**WORK INSTRUCTIONS:**
Turn the data below into a numbered list with each line as its own item, skipping blank lines. Leave the picture out of the list.

**STORED RECORDS:**
----------
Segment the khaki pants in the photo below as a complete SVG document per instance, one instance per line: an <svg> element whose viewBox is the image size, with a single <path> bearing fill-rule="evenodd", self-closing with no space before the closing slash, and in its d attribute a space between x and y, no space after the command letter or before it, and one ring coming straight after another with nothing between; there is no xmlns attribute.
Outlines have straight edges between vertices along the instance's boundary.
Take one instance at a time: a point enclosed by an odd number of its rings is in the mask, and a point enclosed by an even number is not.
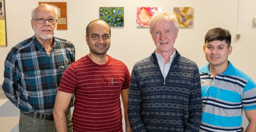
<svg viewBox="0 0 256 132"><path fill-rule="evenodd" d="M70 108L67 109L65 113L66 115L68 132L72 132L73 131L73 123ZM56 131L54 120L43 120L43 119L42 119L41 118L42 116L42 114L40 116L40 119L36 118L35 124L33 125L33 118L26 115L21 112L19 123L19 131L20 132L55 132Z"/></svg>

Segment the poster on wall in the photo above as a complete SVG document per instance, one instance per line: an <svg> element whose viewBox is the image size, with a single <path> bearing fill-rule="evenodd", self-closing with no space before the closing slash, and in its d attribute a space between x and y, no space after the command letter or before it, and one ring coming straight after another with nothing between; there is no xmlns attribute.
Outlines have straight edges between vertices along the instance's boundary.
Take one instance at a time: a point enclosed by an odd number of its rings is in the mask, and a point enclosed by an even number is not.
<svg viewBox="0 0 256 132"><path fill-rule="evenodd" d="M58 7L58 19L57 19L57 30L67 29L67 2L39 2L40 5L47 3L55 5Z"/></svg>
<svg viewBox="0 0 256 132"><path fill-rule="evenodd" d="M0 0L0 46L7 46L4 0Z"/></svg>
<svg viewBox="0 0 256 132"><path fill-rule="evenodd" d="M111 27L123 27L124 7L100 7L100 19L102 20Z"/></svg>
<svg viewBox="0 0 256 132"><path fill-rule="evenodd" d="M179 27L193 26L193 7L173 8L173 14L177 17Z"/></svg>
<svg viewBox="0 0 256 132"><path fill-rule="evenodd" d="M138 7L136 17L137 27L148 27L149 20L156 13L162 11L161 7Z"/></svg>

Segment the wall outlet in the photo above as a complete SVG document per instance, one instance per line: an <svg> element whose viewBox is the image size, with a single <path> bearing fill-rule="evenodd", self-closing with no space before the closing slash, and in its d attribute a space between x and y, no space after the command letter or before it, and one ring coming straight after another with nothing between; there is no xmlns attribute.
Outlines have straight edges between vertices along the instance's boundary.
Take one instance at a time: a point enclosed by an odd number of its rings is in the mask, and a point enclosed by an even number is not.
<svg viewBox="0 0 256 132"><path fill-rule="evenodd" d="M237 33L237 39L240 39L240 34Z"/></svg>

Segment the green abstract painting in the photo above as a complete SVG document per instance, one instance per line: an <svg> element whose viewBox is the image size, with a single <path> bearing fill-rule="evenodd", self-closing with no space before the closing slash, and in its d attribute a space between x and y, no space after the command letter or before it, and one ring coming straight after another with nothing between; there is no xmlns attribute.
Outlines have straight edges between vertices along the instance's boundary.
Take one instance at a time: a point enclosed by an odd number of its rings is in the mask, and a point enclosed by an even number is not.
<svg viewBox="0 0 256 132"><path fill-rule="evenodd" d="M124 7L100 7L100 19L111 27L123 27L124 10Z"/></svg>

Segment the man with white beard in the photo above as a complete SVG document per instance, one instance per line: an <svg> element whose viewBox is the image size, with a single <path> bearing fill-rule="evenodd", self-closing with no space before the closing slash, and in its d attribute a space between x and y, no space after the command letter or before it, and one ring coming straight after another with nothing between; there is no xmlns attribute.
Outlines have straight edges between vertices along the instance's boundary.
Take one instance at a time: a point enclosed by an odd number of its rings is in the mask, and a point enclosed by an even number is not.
----------
**TASK RESULT:**
1. Segment the khaki pants in the photo below as a complete SVG document per instance, one instance per line: an <svg> element whose viewBox is the image size, with a single <path> bearing fill-rule="evenodd", self-closing with no space before the closing slash, and in its d attribute a space between x and y, no space after the command letter or before it, and one ring coming straight after another with nothing between; there is no xmlns attribute.
2. Outlines have straight edges between vertices along the instance's boundary.
3. Take one instance at a time: a point enclosed by an odd number of its rings is in the mask, and a point enclosed by an even number is not.
4. <svg viewBox="0 0 256 132"><path fill-rule="evenodd" d="M70 108L67 109L65 113L66 115L68 132L72 132L73 131L73 123ZM56 131L54 120L43 120L43 119L42 119L41 118L42 116L42 114L40 116L40 119L36 118L35 124L33 125L33 118L26 115L21 112L19 123L19 131L20 132L55 132Z"/></svg>
5. Segment the poster on wall in the photo above as a complete SVG document per instance, one instance per line: an <svg> element whose viewBox is the image size, with a single <path> bearing fill-rule="evenodd", self-closing with no space before the closing slash, and in its d attribute a space between x and y, no space after the command letter or before it, and one ring coming straight after another with nothing between; there is no xmlns attribute.
6. Outlines have straight edges between vertices along the instance's boundary.
7. Take one instance at a time: a point enclosed by an odd number of its rings is in the mask, and a point enclosed by an even number is not.
8. <svg viewBox="0 0 256 132"><path fill-rule="evenodd" d="M58 7L58 19L57 19L57 30L67 29L67 2L39 2L40 5L47 3L55 5Z"/></svg>
9. <svg viewBox="0 0 256 132"><path fill-rule="evenodd" d="M0 0L0 46L7 46L4 0Z"/></svg>
10. <svg viewBox="0 0 256 132"><path fill-rule="evenodd" d="M111 27L123 27L124 7L100 7L100 19L102 20Z"/></svg>
11. <svg viewBox="0 0 256 132"><path fill-rule="evenodd" d="M179 27L193 26L193 7L173 8L173 14L177 17Z"/></svg>
12. <svg viewBox="0 0 256 132"><path fill-rule="evenodd" d="M138 7L136 17L137 27L148 27L149 20L156 13L162 11L161 7Z"/></svg>
13. Segment the wall outlet in the photo above as a complete SVG document per instance, one instance per line: an <svg> element whose viewBox is the image size, with a single <path> bearing fill-rule="evenodd", self-closing with no space before the closing slash, and in its d attribute a space between x and y, no space after the command letter or before it, and one ring coming straight after another with nothing between; there is no xmlns attribute.
14. Outlines have straight edges between vertices along the instance's boundary.
15. Take one instance at a time: a point enclosed by an odd number of its rings is in the mask, and a point enclosed by an even number is not.
16. <svg viewBox="0 0 256 132"><path fill-rule="evenodd" d="M237 33L237 39L240 39L240 34Z"/></svg>
17. Segment the green abstract painting in the photo above as a complete SVG document per instance, one instance per line: an <svg> element whose viewBox is the image size, with a single <path> bearing fill-rule="evenodd", self-closing with no space before the closing slash, and in its d attribute a space between x and y, no space after the command letter or before it, and one ring coming straight after another with nothing between; there is no xmlns attribute.
18. Outlines have straight edges between vertices along the instance's boundary.
19. Take one instance at a time: a point enclosed by an odd number of its rings is in the mask, and a point enclosed by an even number is not.
20. <svg viewBox="0 0 256 132"><path fill-rule="evenodd" d="M124 7L100 7L100 19L111 27L123 27L124 10Z"/></svg>
21. Segment the man with white beard in the photo above as a complete SVG document per instance, one instance per line: an <svg> element whose viewBox is the image size, with a single <path> bearing fill-rule="evenodd", self-closing with no space before the closing slash, and in its d attribute a space between x and y, no space after the command letter or before it, and one ring coming straight after another with nothing between; there is no xmlns attribute.
22. Outlines have straight edges between vertices along the instance's boundary.
23. Take one instance at a time: a point enclosed by an odd number of its rings is in the mask, and a point enclosed by an even number is not.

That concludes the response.